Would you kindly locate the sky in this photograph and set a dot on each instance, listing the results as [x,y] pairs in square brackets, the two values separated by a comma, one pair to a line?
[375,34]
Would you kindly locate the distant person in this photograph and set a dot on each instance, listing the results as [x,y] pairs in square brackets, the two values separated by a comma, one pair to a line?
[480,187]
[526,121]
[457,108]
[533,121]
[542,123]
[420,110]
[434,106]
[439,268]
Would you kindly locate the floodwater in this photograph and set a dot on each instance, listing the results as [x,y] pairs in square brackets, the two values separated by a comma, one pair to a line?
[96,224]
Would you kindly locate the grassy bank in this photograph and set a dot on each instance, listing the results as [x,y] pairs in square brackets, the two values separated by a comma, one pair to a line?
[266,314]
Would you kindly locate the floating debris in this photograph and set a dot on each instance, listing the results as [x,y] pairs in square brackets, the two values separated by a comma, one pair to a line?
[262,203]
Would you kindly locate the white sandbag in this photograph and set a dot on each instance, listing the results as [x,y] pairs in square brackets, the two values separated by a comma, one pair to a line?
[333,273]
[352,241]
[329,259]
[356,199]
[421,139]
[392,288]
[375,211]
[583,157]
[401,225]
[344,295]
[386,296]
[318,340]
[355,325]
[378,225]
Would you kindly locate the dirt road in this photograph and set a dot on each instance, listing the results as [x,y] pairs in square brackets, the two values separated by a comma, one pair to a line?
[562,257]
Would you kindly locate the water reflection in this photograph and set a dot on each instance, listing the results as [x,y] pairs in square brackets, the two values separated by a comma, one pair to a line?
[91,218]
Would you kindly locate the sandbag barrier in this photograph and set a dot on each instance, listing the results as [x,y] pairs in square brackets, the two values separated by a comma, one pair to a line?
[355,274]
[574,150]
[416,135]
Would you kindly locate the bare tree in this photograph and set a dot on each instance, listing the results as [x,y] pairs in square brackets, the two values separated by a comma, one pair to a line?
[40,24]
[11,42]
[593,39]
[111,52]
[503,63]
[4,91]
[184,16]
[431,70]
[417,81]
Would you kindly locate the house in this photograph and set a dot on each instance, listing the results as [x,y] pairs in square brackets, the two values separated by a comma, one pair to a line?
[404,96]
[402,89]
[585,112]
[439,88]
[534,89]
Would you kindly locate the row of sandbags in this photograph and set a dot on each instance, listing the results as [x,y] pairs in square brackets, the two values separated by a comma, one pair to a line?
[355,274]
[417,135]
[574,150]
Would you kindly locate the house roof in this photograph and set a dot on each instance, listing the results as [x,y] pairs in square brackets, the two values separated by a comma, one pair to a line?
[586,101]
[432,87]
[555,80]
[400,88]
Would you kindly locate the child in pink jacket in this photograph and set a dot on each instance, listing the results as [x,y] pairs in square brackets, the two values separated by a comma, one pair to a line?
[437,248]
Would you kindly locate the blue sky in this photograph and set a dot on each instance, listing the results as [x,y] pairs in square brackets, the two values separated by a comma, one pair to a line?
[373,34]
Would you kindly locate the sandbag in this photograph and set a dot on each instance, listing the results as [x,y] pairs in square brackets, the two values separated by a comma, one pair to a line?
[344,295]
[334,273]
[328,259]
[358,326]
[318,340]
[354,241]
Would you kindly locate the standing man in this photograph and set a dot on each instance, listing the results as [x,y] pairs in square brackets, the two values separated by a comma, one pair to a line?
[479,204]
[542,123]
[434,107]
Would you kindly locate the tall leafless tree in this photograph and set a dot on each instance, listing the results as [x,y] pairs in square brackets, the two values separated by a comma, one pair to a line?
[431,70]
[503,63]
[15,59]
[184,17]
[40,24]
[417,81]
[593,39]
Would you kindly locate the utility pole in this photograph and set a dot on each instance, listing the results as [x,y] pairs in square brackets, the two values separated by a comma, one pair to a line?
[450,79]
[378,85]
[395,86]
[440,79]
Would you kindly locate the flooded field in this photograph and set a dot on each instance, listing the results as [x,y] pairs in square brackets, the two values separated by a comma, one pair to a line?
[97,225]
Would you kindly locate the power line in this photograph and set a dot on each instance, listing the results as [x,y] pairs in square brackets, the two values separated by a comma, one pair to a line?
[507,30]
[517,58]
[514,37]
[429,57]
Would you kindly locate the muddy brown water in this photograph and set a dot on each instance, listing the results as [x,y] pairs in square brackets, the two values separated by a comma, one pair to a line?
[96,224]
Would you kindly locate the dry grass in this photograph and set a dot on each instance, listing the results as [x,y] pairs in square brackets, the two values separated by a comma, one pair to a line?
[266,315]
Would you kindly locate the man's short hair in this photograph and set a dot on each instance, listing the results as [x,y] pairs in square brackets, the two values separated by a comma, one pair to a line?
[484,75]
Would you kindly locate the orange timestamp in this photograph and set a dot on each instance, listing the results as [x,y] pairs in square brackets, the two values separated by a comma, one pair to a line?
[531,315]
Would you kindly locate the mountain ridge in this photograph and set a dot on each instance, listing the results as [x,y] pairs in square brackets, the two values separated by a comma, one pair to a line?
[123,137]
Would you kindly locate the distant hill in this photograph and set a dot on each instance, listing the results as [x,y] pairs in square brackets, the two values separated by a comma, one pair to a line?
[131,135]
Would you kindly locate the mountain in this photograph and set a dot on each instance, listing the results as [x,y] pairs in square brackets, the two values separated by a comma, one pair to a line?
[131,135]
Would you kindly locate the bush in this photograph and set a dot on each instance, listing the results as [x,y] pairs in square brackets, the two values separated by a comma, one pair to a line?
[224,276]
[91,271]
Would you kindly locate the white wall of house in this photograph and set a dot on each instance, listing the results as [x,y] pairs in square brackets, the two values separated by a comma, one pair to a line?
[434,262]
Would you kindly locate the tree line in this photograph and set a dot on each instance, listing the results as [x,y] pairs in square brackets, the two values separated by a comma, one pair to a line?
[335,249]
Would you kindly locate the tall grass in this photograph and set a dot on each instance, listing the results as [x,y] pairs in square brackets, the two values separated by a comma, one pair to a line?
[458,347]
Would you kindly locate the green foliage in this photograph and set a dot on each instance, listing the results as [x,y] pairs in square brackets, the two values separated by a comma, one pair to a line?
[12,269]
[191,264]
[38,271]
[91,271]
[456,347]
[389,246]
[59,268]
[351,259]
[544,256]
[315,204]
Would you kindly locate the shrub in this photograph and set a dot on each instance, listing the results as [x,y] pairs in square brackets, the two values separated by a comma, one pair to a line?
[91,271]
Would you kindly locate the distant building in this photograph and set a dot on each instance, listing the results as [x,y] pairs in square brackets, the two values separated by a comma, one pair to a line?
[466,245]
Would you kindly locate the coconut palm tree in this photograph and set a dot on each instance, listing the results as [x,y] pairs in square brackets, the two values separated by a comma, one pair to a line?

* * *

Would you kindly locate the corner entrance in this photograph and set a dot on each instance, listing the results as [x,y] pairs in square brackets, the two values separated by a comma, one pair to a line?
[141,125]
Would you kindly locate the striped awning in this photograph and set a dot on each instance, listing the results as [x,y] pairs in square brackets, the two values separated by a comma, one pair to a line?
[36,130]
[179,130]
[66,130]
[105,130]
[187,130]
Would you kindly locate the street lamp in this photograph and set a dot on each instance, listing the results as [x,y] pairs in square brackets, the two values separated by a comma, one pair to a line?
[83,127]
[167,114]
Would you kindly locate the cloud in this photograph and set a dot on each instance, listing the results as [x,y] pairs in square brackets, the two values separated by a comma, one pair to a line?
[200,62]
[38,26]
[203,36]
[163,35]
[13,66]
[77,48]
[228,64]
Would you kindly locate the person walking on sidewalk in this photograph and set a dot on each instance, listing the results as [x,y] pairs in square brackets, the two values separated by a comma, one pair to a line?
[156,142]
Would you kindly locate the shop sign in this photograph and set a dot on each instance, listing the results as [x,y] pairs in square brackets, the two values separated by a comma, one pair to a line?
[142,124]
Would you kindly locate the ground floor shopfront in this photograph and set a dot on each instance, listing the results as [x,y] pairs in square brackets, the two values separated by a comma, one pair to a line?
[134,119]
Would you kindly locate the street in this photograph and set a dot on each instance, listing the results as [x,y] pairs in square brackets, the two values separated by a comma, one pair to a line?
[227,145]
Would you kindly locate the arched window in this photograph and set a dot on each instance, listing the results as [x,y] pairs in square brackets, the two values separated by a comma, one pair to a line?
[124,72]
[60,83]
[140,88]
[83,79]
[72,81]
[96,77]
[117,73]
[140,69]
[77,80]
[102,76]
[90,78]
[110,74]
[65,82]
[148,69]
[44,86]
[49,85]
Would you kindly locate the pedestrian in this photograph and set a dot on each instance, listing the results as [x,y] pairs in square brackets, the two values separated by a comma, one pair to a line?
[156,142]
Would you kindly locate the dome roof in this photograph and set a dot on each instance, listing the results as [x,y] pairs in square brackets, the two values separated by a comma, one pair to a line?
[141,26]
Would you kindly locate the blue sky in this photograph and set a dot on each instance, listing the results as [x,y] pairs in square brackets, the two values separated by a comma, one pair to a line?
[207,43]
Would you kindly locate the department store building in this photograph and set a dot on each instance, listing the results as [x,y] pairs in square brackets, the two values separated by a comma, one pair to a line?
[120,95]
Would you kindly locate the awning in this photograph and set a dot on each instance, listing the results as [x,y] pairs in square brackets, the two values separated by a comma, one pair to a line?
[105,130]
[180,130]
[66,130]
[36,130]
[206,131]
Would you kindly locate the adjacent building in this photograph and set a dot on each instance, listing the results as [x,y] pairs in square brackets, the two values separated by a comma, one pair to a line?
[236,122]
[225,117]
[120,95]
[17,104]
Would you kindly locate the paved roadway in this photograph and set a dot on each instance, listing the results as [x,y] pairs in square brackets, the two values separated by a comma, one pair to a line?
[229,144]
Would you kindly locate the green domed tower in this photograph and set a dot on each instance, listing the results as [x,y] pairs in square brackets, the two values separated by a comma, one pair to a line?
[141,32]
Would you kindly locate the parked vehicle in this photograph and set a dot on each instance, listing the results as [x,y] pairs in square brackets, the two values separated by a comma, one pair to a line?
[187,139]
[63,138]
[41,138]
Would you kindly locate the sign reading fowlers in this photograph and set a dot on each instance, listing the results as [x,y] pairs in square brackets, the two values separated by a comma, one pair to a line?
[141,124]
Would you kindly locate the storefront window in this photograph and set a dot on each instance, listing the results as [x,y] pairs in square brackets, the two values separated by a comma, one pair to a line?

## Task description
Scan the lines above for "Would you kindly locate the distant building" and for "Would you kindly locate the coconut". Repeat exactly the line holding each of them and every line in between.

## Expected answer
Would you kindly locate the distant building in this photograph and set a dot on each instance, listing the results as [x,y] pairs in square brackets, the two values separated by a comma, one pair to a line?
[466,245]
Would you kindly locate the coconut palm tree in this photograph and set a dot on each instance, listing the results as [x,y] pairs in square brackets, the two values separated by a comma, one pair to a line?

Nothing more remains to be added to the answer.